* [REQUEST]: Express every line of the items below as a JSON list of strings, one string per line, leaving out blank lines.

* [DATA SHOWN]:
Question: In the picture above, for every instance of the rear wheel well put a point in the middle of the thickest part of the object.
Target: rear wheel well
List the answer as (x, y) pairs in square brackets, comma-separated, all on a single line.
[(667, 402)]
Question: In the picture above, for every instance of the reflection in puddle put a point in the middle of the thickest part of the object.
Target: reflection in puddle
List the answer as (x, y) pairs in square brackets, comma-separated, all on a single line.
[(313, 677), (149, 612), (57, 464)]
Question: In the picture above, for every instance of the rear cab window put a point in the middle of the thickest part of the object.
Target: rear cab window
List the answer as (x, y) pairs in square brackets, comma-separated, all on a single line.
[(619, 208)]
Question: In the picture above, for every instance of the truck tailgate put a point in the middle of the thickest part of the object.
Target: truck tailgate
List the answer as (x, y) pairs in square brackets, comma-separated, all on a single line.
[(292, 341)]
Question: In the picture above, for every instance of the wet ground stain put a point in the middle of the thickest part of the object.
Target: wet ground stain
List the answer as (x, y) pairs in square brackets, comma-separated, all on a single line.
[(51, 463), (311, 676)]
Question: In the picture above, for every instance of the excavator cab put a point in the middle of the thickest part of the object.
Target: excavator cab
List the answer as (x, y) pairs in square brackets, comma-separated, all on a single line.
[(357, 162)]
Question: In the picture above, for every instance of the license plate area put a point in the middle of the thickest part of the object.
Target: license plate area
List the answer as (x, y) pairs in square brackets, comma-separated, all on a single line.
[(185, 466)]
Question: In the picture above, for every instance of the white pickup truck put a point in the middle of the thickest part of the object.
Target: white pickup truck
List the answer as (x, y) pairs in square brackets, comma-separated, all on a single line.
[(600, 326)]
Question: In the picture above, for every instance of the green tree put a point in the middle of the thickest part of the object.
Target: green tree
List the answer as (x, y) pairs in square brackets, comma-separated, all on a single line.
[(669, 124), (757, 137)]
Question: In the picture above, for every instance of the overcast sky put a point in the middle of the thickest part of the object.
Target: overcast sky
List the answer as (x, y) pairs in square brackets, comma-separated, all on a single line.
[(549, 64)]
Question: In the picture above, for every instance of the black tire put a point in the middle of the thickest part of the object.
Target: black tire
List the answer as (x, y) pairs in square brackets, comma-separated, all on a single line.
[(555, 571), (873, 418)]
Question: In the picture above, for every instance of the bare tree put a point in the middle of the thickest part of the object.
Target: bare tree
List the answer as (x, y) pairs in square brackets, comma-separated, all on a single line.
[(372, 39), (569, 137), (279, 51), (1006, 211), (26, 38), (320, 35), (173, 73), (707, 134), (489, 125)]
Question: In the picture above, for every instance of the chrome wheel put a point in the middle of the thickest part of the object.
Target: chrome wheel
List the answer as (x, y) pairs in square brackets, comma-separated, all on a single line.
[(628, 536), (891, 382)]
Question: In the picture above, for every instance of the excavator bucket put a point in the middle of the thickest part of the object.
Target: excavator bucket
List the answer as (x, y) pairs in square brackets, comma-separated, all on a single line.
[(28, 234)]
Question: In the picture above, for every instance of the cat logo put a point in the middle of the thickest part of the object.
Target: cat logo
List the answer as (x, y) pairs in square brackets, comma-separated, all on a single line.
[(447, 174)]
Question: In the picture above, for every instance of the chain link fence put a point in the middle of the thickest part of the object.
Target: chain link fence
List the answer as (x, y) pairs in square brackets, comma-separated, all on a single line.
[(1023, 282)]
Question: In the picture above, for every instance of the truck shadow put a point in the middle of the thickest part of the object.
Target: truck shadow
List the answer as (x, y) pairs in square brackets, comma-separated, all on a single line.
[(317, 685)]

* [EXPECTED ANSWER]:
[
  "Question: In the picture above, for every instance of the rear wheel well put a point in the middle of the thickest part of the object.",
  "Target: rear wheel well",
  "List the answer as (x, y) pairs in square brackets, comma-separated, all on a single line.",
  "[(667, 402)]",
  "Question: In the picture above, for every instance of the reflection in puddle put a point in the middle of the thickest part of the object.",
  "Target: reflection in puddle",
  "List the answer as (x, y) pairs in square brackets, comma-separated, all on a single line.",
  "[(313, 677), (149, 612), (57, 464)]",
  "Question: In the picture above, for every instance of the rear cab window put a point in the middle of the thickest part of the object.",
  "Target: rear cab window",
  "List the answer as (x, y) pairs in square brackets, comma-separated, all on a single line.",
  "[(619, 208)]",
  "Question: In the picture above, for every instance of the truck tailgate put a point in the middle of the thickest part of the object.",
  "Target: truck tailgate",
  "List the answer as (x, y) pairs in square brackets, comma-separated, all on a single line.",
  "[(292, 341)]",
  "Question: In the picture above, for every instance of the wet ground stain put a point in the middle of the thickest part of the object.",
  "Target: wet ground stain",
  "List the answer as (x, y) pairs in square brackets, comma-separated, all on a single line.",
  "[(51, 463), (311, 676)]",
  "Question: In the picture above, for every instance of the excavator cab put a point in the middle of the thickest part of the object.",
  "Target: excavator cab",
  "List the answer as (x, y) pairs in square brackets, comma-separated, all on a single line.",
  "[(357, 162)]",
  "Question: In the picture above, for every instance of the license plate area put a point in the middle of the thickest part of the object.",
  "Target: license plate area",
  "List the answer as (x, y) pairs in square brackets, comma-separated, all on a single line.",
  "[(185, 466)]",
  "Question: In the picture above, for every instance of the white pickup truck put a point in the middle of the thickest part of the object.",
  "Target: white pickup truck",
  "List the answer as (x, y) pairs in square brackets, comma-separated, all on a single line.",
  "[(600, 326)]",
  "Question: In the picture above, for every instance of the green tree put a point in the middle of the thickest part of the object.",
  "Target: green tree",
  "List the answer as (x, y) pairs in square brackets, comma-separated, all on a single line.",
  "[(669, 124), (757, 137)]",
  "Question: In the picture above, for every instance of the overcast sky put a point in the middle of the thickest part of the object.",
  "Target: overcast sky",
  "List the answer as (x, y) pairs in square brackets, comma-separated, all on a single line.",
  "[(549, 64)]",
  "Question: In the picture above, for every instance of the black tire put a point in the middle of the thickest part of the object.",
  "Target: black tire",
  "List the answer as (x, y) pairs in square brackets, comma-separated, all on a single line.",
  "[(555, 571), (873, 418)]",
  "Question: In the picture above, for every instance of the bare tree put a point in the middle of the thickest part of the object.",
  "Target: bare tree",
  "List the answer as (x, y) pairs in square brackets, comma-separated, all on a single line.",
  "[(372, 39), (569, 137), (279, 51), (1006, 211), (26, 38), (320, 35), (173, 73), (707, 134), (489, 125)]",
  "Question: In the picture above, for every instance of the chrome wheel put a point in the middle of the thickest part of the object.",
  "Target: chrome wheel",
  "List the answer as (x, y) pairs in square brackets, comma-separated, all on a single line.",
  "[(628, 536), (891, 382)]",
  "Question: In the picture above, for every instance of the excavator bucket put a point in the middle of the thickest part of the object.",
  "Target: excavator bucket",
  "List the answer as (x, y) pairs in square brackets, comma-separated, all on a single line.",
  "[(28, 234)]",
  "Question: In the picture above, for every instance of the cat logo put a point in the middle of the thickest part of the object.",
  "Target: cat logo",
  "List the answer as (x, y) pairs in square brackets, comma-separated, all on a single line.",
  "[(447, 174)]",
  "Question: In the picture above, for every instance of the chain link fence put a point in the middle of the thickest part of the object.",
  "Target: chain link fence",
  "List the answer as (x, y) pairs in square brackets, comma-separated, all on a single line.",
  "[(1023, 282)]",
  "Question: In the picture above, for every instance of the truck shadow put a point in the middle of the thickest part of the object.",
  "Target: truck shadow",
  "List the answer as (x, y) pairs in square brackets, comma-separated, all on a single line.",
  "[(317, 685)]"
]